(Point-per-instance localization data)
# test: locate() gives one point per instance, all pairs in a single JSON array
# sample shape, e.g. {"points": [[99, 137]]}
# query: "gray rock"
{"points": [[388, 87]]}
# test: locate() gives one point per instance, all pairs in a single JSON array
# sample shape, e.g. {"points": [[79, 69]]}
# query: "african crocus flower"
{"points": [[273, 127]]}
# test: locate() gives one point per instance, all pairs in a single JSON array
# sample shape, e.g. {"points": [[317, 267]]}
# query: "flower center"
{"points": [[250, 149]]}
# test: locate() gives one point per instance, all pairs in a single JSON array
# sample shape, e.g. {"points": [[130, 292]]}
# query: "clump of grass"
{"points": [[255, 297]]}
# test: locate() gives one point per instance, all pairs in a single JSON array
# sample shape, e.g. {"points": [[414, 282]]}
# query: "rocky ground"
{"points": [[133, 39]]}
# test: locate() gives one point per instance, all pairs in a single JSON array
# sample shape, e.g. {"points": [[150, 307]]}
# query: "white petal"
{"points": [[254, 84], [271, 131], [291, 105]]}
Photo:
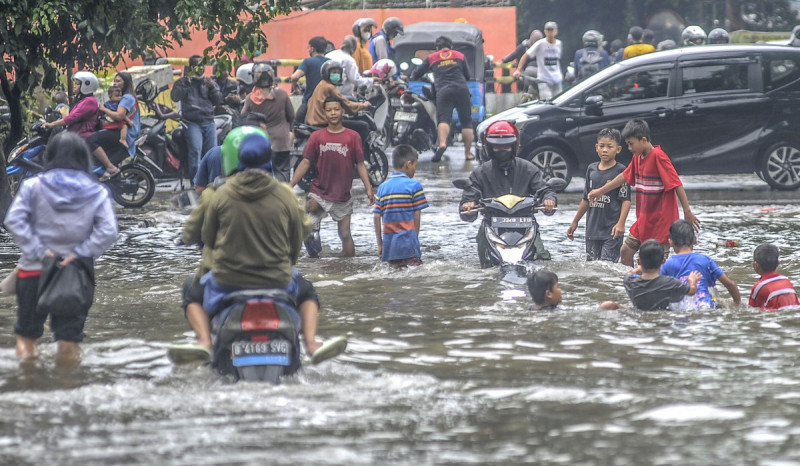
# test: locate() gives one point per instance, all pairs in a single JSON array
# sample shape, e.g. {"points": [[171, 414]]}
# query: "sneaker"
{"points": [[313, 244]]}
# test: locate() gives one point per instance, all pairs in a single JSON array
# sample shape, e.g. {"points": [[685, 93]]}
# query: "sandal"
{"points": [[110, 173]]}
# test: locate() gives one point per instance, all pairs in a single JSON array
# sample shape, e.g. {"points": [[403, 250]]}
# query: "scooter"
{"points": [[133, 187], [256, 336], [509, 227], [376, 161]]}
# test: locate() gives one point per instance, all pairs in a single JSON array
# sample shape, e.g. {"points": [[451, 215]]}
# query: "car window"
{"points": [[636, 85], [782, 71], [714, 78]]}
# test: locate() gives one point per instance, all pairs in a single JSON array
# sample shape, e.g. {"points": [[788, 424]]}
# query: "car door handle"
{"points": [[661, 112]]}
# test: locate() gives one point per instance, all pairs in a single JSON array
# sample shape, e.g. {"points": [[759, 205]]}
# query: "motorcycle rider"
{"points": [[719, 36], [362, 30], [591, 58], [504, 173], [351, 78], [693, 35], [380, 44], [450, 73]]}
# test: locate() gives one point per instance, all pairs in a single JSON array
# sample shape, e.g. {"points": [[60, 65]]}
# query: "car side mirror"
{"points": [[594, 105]]}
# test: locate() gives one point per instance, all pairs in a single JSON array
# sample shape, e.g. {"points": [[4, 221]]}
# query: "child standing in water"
{"points": [[399, 205], [605, 220], [685, 260]]}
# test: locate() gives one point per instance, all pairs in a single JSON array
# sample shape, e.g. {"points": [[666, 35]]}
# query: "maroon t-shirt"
{"points": [[335, 156]]}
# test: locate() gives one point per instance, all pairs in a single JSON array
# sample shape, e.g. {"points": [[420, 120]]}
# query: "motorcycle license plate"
{"points": [[260, 353], [405, 116], [512, 222]]}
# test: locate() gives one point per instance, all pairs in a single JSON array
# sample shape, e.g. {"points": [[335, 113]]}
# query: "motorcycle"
{"points": [[133, 187], [166, 155], [376, 161], [256, 336], [509, 227]]}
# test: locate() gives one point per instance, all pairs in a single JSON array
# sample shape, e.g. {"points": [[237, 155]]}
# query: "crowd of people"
{"points": [[252, 227]]}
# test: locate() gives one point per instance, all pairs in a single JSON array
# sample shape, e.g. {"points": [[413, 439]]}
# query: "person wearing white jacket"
{"points": [[62, 212]]}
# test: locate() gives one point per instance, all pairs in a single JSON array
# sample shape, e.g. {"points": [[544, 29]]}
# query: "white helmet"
{"points": [[693, 35], [87, 82], [383, 68], [244, 74]]}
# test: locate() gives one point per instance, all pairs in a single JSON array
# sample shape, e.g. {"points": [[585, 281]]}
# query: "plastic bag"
{"points": [[66, 290]]}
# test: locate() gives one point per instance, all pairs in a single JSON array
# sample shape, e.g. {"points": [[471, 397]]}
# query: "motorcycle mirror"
{"points": [[462, 183], [557, 184]]}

## Your task
The entries should be reproduced word for word, pictures omitted.

## Solution to the problem
# test: locate() gives one point per instance, all pairs in a single JSON array
# sample shape, e.g. {"points": [[99, 137]]}
# query: "gray rock"
{"points": [[388, 87]]}
# test: locate() gives one point per instance, all pairs in a single JSON array
# sample shape, e.g. {"points": [[79, 69]]}
# query: "african crocus flower"
{"points": [[273, 127]]}
# test: locate() gives one point per instance, all pairs in a single JSON array
# sample shape, e.g. {"points": [[317, 267]]}
# query: "flower center"
{"points": [[250, 149]]}
# test: locate() gives one point per instance, all pairs in a single JSON array
# sample shape, e.g. {"points": [[130, 292]]}
# query: "clump of grass"
{"points": [[255, 297]]}
# test: locate() gives one point per instance, all pairs in a single JSON array
# sample shape, e.g. {"points": [[414, 282]]}
# query: "rocky ground"
{"points": [[133, 39]]}
# test: locate() gives one point per instance, all pairs in a single JSON array
# sample shape, e.g. {"points": [[150, 307]]}
# query: "white petal"
{"points": [[254, 84], [271, 131], [291, 105]]}
Photo:
# test: locate() gives one point per instance, all pairs in a single JSON array
# sample shape, e.g. {"points": [[171, 414]]}
# query: "sneaker"
{"points": [[313, 244]]}
# test: locate() gives one point per instance, all pairs in a single JSON array
# sample shape, e.g. {"points": [[685, 93]]}
# query: "sandal"
{"points": [[110, 173]]}
# test: locate() gives one point per instance, all pairs in a single JSON array
# sample shape, e.g. {"points": [[403, 250]]}
# query: "scooter"
{"points": [[133, 187], [256, 336], [509, 227], [376, 161]]}
# test: locate() gives one point per instance, all pairs in a single JSON array
# sample shape, e.g. {"points": [[451, 215]]}
# query: "car window"
{"points": [[636, 85], [782, 71], [714, 78]]}
# test: locate() gives one point per instance, all pairs in a single JSON array
# sample shape, e.g. {"points": [[788, 424]]}
# query: "car door handle"
{"points": [[661, 112]]}
# test: locate() gives one point per instance, all pairs in a single JSON array
# sample shape, e.g. {"points": [[759, 205]]}
# query: "motorcycle rider"
{"points": [[719, 36], [362, 30], [591, 58], [504, 173], [351, 78], [693, 35], [380, 44], [450, 73]]}
# test: locate() gives one point per instance, all pairs in a single JSON array
# sample shape, e.g. {"points": [[60, 65]]}
# query: "car side mirror"
{"points": [[594, 105]]}
# test: locate() gives one point per instance, all pairs in a single JSON array
# sample shape, e.g. {"points": [[4, 221]]}
# query: "child standing in water"
{"points": [[399, 205], [605, 220], [685, 260]]}
# test: locate() gives one point per instance, all pairs in a single JSON array
# sample shape, e.g. {"points": [[666, 35]]}
# query: "maroon t-shirt"
{"points": [[335, 156]]}
# test: locate() gives one point per instance, all pairs in a single JSON array
# sample shape, e.g. {"points": [[420, 120]]}
# query: "motorcycle license plate"
{"points": [[260, 353], [405, 116], [512, 222]]}
# test: locate() gives one point per instance, all pairs in a single JSON array
# sample shape, e.g. {"points": [[335, 113]]}
# query: "motorcycle"
{"points": [[133, 187], [166, 155], [376, 161], [256, 336], [509, 227]]}
# test: locate() gives one point per instance, all pairs in a single JSON array
# sample shape, e.g. {"points": [[237, 155]]}
# query: "crowd of people"
{"points": [[252, 227]]}
# test: locate() gives one point per instance, all pairs in a single JSON array
# sample shape, e.g. {"points": [[413, 439]]}
# query: "person wearing white jacket"
{"points": [[62, 212]]}
# test: locate() gives one point per instance, all pairs in a single JSON array
# sample shape, e.g. {"points": [[544, 29]]}
# query: "white helmet"
{"points": [[693, 35], [87, 82], [383, 68], [244, 74]]}
# test: locate() gives one point per instance, all pairs in a single JSON array
# sample shape, e.g. {"points": [[585, 281]]}
# query: "plastic bag"
{"points": [[66, 290]]}
# test: locate() gives one point per instance, all pairs in a single JSON array
# sample shape, e.g. {"points": [[471, 397]]}
# query: "motorcycle mirror"
{"points": [[462, 183], [557, 184]]}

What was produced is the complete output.